RECORDS TO USE
§

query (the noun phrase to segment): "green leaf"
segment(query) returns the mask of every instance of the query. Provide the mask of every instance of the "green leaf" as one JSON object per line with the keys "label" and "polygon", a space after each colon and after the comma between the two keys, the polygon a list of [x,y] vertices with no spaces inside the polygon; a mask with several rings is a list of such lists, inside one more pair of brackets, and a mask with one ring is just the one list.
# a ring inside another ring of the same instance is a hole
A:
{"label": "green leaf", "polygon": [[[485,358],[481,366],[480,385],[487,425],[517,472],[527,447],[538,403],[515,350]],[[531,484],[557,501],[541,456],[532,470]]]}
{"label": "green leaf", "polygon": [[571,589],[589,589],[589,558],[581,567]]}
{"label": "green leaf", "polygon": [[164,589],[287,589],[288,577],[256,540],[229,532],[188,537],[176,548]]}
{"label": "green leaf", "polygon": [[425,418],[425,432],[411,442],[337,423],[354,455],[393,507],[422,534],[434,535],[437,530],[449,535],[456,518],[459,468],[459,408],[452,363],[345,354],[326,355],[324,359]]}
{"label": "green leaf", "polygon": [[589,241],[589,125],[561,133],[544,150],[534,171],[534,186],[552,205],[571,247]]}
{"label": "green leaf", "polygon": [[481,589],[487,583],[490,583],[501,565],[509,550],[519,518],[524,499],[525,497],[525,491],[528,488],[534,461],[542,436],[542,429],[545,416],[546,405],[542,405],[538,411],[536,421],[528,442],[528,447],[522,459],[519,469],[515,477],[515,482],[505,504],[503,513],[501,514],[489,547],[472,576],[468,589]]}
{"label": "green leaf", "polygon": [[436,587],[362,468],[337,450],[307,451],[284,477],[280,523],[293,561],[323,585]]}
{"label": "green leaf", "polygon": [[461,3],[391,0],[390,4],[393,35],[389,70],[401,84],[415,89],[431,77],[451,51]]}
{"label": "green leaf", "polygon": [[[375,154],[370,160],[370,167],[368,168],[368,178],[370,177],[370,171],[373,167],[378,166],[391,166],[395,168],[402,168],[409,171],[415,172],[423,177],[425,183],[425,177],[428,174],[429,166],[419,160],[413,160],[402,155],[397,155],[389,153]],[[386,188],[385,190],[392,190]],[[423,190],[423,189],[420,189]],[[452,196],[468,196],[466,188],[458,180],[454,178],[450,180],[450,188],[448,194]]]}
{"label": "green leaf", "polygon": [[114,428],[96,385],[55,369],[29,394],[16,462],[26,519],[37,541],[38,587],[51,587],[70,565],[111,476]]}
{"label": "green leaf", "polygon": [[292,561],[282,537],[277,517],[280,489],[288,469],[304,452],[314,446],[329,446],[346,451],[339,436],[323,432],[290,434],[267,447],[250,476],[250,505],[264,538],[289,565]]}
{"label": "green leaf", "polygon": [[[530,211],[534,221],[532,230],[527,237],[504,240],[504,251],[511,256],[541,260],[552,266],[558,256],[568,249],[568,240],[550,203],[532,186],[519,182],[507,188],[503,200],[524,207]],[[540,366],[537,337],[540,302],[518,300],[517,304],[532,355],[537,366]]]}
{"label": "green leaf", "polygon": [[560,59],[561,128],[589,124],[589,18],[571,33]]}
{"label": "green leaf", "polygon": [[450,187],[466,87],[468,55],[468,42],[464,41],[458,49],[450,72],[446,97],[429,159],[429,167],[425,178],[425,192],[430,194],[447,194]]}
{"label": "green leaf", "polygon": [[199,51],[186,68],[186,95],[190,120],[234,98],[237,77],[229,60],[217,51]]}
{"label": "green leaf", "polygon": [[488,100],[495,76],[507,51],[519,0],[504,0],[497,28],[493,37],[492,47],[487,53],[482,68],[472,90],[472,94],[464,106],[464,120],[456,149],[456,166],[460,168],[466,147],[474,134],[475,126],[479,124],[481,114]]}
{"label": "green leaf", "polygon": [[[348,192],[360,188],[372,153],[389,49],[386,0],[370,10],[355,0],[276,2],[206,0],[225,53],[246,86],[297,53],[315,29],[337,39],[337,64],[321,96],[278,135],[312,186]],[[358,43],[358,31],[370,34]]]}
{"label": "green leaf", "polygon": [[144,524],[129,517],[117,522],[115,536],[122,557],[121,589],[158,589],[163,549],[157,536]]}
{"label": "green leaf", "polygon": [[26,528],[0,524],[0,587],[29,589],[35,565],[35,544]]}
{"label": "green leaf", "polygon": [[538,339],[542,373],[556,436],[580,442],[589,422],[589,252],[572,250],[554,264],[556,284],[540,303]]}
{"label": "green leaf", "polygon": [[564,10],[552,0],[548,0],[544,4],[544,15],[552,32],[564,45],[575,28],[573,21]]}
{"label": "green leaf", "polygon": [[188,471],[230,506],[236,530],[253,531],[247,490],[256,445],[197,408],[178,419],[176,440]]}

§

THE PROBLEM
Return every line above that contains the word "hole", treating uppercase and lowercase letters as different.

SOLUTION TO THIS TASK
# a ring inside another ring of the same instance is a hole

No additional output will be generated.